***** Article
# T215 - Past Service pension adjustment



## potato69 (Mar 21, 2018)

Hello,

Last week I received a T215 - Past Service pension adjustment.

This was a new form for me - never knew it existed. 

Anyway, a letter came with it that said it will impact my future RRSP contribution room (which is fine).

The PSPA amount was in the range of around $5000. Will this result in a tax refund when I submit my 2019 taxes?

Thank you


----------



## Eclectic12 (Oct 20, 2010)

The T215 PSPA Exempt from Certification seems to mean this won't use up your RRSP contribution room.



> A PSPA is required to ensure that the overall limit on tax-assisted retirement savings of 18% of income is maintained. It achieves this goal by reducing an individual's RRSP contribution room by the amount of the PSPA.
**********
● Tasks
1. Answer these questions about the forum thread on the T215 pension adjustment:
(a) What form did potato69 receive last week?
(b) Roughly how large was the PSPA amount?
(c) According to the quoted passage, what overall limit on tax-assisted retirement savings must be maintained?
2. Write the next part of the forum thread on the T215 pension adjustment, picking up after its final sentence.
***** Material provided
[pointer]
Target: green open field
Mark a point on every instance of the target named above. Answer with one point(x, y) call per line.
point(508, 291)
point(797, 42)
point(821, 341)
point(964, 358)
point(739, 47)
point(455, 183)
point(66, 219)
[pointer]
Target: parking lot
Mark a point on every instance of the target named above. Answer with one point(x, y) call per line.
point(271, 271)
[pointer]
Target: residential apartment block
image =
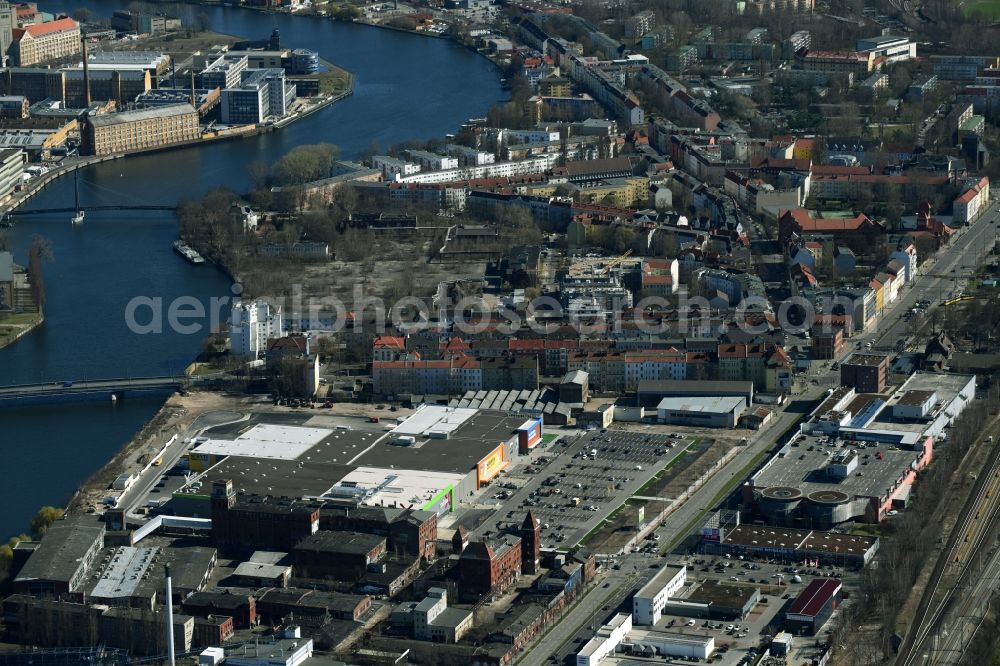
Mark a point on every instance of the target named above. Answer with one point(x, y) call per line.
point(45, 41)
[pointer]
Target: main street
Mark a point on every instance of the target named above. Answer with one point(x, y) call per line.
point(615, 585)
point(941, 278)
point(935, 282)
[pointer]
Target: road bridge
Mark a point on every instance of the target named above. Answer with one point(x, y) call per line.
point(97, 389)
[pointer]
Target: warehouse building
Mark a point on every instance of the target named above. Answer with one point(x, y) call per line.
point(606, 641)
point(858, 454)
point(704, 412)
point(716, 601)
point(648, 603)
point(813, 607)
point(129, 131)
point(430, 461)
point(60, 563)
point(650, 393)
point(652, 642)
point(787, 544)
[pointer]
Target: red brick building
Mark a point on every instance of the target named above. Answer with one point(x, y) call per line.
point(241, 608)
point(407, 531)
point(254, 522)
point(866, 373)
point(828, 345)
point(489, 568)
point(531, 544)
point(338, 555)
point(212, 631)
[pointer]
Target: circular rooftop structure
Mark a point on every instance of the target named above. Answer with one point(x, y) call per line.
point(829, 497)
point(781, 494)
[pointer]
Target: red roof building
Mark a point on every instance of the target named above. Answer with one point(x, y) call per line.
point(813, 607)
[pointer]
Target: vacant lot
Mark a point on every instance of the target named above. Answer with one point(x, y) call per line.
point(987, 8)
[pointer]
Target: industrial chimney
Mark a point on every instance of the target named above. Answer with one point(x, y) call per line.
point(86, 72)
point(170, 618)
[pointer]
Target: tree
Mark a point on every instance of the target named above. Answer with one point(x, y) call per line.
point(304, 164)
point(44, 519)
point(257, 170)
point(40, 250)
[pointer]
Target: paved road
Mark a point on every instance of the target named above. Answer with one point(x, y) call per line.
point(944, 278)
point(140, 490)
point(959, 258)
point(51, 388)
point(634, 569)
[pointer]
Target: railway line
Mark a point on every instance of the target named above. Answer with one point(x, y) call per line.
point(976, 527)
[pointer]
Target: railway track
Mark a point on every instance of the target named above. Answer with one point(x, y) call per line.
point(976, 524)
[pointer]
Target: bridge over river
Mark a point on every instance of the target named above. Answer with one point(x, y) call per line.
point(95, 389)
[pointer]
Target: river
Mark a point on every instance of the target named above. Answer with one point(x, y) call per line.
point(407, 86)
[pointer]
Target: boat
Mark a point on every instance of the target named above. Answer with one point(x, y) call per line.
point(78, 216)
point(188, 252)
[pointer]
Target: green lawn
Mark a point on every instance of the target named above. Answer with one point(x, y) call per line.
point(22, 319)
point(988, 8)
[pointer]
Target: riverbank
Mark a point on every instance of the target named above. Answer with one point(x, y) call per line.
point(15, 326)
point(93, 258)
point(70, 165)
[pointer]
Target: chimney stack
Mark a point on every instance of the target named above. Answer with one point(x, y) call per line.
point(170, 618)
point(86, 73)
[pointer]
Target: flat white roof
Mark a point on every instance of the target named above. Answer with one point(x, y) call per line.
point(662, 579)
point(402, 486)
point(434, 418)
point(717, 404)
point(276, 442)
point(653, 634)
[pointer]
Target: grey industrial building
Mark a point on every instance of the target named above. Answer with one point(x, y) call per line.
point(651, 392)
point(704, 412)
point(59, 565)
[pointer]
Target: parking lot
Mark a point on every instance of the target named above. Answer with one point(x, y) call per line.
point(575, 483)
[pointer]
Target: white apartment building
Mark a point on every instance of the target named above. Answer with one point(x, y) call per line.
point(648, 603)
point(972, 202)
point(251, 325)
point(432, 161)
point(471, 156)
point(539, 164)
point(895, 49)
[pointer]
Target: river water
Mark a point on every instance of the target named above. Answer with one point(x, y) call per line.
point(407, 86)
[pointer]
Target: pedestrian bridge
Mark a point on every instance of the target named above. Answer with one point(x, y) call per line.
point(95, 389)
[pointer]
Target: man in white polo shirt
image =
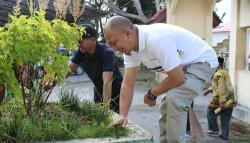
**********
● Outputs in order
1.
(a) A T215 - Past Service pension adjustment.
(b) Around $5000.
(c) 18% of income.

2.
https://www.canada.ca/en/revenue-ag...spa/past-service-pension-adjustment-pspa.html


The aim of the PSPA is to *reduce* the RRSP contribution room being earned, for the amount of the future pension is being increased. It won't increase or decrease what RRSP deductions from income are taken on the 2019 tax return (i.e. no change in tax refund or owing amount). The RRSP contribution room earned on your 2019 tax return for use in 2020 and beyond will be reduced by the PSPA.


Cheers


----------



## potato69 (Mar 21, 2018)

Thanks for the response.

Bummer, I was hoping I had a $1500 tax refund coming!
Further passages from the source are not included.